DATA:

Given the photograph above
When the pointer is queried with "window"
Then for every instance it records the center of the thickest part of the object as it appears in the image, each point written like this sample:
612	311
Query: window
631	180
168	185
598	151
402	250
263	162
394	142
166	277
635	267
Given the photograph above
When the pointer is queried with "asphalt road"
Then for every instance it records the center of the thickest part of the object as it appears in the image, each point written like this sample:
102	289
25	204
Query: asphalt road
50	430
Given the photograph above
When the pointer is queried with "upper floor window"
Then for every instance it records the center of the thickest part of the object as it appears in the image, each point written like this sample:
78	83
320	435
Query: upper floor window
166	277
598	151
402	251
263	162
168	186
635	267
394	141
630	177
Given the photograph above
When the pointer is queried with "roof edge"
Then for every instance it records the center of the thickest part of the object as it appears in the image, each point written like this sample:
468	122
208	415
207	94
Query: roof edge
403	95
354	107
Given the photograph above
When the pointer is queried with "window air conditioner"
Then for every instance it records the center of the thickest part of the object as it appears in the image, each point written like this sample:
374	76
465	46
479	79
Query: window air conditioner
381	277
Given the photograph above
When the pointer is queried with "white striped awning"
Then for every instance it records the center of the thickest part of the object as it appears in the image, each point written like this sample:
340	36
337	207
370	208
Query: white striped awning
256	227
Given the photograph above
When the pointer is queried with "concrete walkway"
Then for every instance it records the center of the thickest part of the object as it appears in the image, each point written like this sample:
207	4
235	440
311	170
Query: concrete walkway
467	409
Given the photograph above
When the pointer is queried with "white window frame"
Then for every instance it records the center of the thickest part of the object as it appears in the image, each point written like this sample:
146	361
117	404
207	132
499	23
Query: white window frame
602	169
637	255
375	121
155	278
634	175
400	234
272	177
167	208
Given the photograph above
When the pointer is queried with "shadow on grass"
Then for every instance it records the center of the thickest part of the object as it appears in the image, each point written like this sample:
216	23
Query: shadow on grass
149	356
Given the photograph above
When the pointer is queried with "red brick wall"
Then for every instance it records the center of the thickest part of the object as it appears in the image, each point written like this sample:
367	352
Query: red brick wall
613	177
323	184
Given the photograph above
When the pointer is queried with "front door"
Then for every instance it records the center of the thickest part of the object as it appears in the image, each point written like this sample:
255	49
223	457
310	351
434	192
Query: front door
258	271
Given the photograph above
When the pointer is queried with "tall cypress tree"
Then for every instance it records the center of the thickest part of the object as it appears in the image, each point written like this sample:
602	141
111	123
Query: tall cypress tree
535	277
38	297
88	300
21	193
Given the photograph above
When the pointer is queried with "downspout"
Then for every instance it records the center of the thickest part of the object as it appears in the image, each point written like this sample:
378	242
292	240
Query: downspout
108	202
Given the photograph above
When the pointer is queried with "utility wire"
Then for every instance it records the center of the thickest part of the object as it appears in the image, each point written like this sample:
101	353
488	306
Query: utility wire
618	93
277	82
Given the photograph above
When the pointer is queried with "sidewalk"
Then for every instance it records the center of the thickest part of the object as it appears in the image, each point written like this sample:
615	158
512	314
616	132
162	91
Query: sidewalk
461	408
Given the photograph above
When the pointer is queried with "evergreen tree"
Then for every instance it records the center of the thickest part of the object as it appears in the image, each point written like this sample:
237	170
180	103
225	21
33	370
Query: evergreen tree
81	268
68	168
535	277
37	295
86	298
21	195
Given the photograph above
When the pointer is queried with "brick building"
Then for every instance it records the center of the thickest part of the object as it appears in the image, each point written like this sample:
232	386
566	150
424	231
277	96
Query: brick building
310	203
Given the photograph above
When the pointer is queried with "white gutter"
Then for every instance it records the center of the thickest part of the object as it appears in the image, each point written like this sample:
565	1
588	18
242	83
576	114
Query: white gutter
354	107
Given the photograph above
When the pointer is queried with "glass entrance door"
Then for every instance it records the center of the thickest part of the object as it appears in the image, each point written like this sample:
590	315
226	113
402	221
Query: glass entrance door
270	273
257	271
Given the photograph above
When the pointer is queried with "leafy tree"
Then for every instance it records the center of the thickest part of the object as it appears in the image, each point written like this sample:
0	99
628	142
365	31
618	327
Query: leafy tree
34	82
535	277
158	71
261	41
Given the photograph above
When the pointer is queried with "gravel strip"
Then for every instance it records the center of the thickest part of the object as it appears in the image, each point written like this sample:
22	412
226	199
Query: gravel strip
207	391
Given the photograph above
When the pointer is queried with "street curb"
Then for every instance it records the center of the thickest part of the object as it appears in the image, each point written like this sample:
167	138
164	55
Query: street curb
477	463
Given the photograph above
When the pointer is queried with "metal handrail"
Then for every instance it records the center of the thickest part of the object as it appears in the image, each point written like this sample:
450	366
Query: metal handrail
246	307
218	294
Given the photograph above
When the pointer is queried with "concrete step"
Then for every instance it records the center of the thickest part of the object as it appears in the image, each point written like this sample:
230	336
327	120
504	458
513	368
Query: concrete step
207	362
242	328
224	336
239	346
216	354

WHAT YOU ARE ASKED TO DO: Retype all of the records above without a single alteration.

COMPLETED TASK:
Given the photograph above
When the pointer is queried with "window"
Then for every instance it records the center of the thickest part of the object as it appears in the image, each point written like this sample:
612	311
Query: window
631	180
168	185
598	151
402	250
263	162
394	142
166	277
635	267
Given the photograph above
When the pointer is queried with "asphalt road"
Then for every instance it records the center of the thickest part of the object as it appears in the image, each point written like this sample:
102	289
25	204
Query: asphalt road
50	430
Given the photograph above
When the pointer is queried with "upper floor window"
Then for every instance it records the center of the thickest part of the object as it appears in the image, each point written like this sample:
78	83
320	435
Query: upper floor window
166	277
598	151
402	251
263	162
168	186
635	267
394	141
630	177
Given the photograph above
When the pointer is queried with "roof edge"
Then for every instance it records the center of the thickest part of the object as it appears in the image, each point written like this sample:
468	122
208	415
207	94
Query: roof edge
403	95
354	107
Given the photograph above
When the pointer is queried with "window air conditioner"
Then for every instance it records the center of the thickest part of the object as it appears in the image, each point written like this sample:
374	76
465	46
479	79
Query: window air conditioner
381	277
Given the photograph above
When the pointer is queried with "white striped awning"
Then for every instance it records the center of the thickest part of the object as it appears in the image, each point written like this sample:
340	36
337	207
370	208
Query: white striped awning
256	227
Given the photograph above
When the pointer is queried with "concrete walkway"
Then for every instance it records the center of the thickest part of the object as it appears in the image, each point written like this sample:
207	4
235	440
311	170
Query: concrete walkway
467	409
Given the photograph above
When the pointer is queried with "white window frame"
Then for every instance it records the center of the thickest part of the object as it appears in the image, each point written like this sample:
146	361
117	404
207	132
499	23
Query: white window frame
602	169
637	255
375	121
155	278
634	175
400	234
272	177
167	208
Given the photograph above
When the pointer is queried with "shadow on grass"
Then for every instance it records the center of the thickest part of the object as it appears in the image, each point written like this sample:
216	23
Query: shadow on grass
149	356
Given the photograph above
When the pointer is queried with "red brick wall"
Then for every instance it records the center of the thickest part of the object as it appears in the image, each point written like this sample:
367	352
Query: red brick wall
613	177
323	184
Given the photograph above
When the pointer is queried with "front door"
Then for every instance it records the center of the thickest part of the object as it appears in the image, each point written like this sample:
255	49
223	457
310	351
434	192
Query: front door
258	271
Given the photograph above
When the pointer is queried with "tall cypress tree"
Then for every instance it records the center of the thickest part of the object as it appears in the image, each point written like this sample:
602	141
111	123
Query: tall cypress tree
535	277
38	297
88	300
21	193
Given the photograph above
When the pointer is queried with "downspout"
Then for every instance it records the center of the thickest part of the object as it appears in the image, each point written like this sample:
378	242
292	240
Query: downspout
108	202
Given the photograph above
When the pointer is queried with "utility wire"
Then for every instance it records the center of the thickest part of the object as it appears in the image, each point written like this sample:
101	353
488	306
Query: utility wire
618	93
277	82
Given the photograph above
When the pointer is queried with "sidewalk"
Then for every instance it records the center of the thickest part of the object as it appears in the image, each point written like this sample:
615	158
512	314
616	132
162	91
Query: sidewalk
461	408
Given the photograph above
When the pointer is queried with "evergreen tree"
Then for every instance it records the center of the thickest part of the object as it appears in the image, each point written like this sample:
237	170
180	103
225	21
33	370
Query: evergreen tree
81	268
68	168
535	277
37	295
86	298
21	195
Given the photograph above
When the pointer is queried with "brick building"
Then for every instance it records the center of the thickest part of the object as it appears in the image, each point written like this sample:
232	386
566	150
424	231
277	96
Query: brick building
310	203
Given the photograph above
When the pointer is queried with "white gutter"
Then for every instance it records the center of the thickest part of the object as it appears in the image, each point written like this sample:
565	1
588	18
242	83
576	114
Query: white gutter
354	107
Given the photograph above
When the pointer is queried with "glass entrance door"
Then for every instance it records the center of the thickest part of the object as it appears in the image, each point written like this sample:
590	315
226	113
402	221
Query: glass entrance door
270	273
257	271
Given the photograph above
When the pointer is queried with "leafy tree"
Then for every instance it records the center of the thickest part of the object as it appears in the image, each point written like this sample:
0	99
628	142
365	31
618	327
Query: leafy tree
34	82
535	277
158	71
261	41
Given the photograph above
When the pointer is queried with "gravel strip"
Then for every instance it records the center of the thickest part of the object as it appears in the image, each point written like this sample:
22	412
226	199
Query: gravel strip
207	391
Given the photograph above
When the pointer is queried with "street curb"
Then for every instance it records the center of the thickest part of the object as it appears in the image, each point written like this sample:
167	138
164	55
Query: street curb
477	463
Given the photograph above
When the pointer is queried with "metal handrail"
Then for every instance it records the center of the thickest part of the object as it appears in the image, each point written like this sample:
450	366
Query: metal handrail
246	307
218	294
Given the photograph above
When the pointer is queried with "concrete step"
Then for every instance it records the center of the thickest part of the object as it appears in the image, each point written like this sample:
230	336
327	120
504	458
513	368
Query: concrete step
207	362
242	328
224	336
239	346
216	354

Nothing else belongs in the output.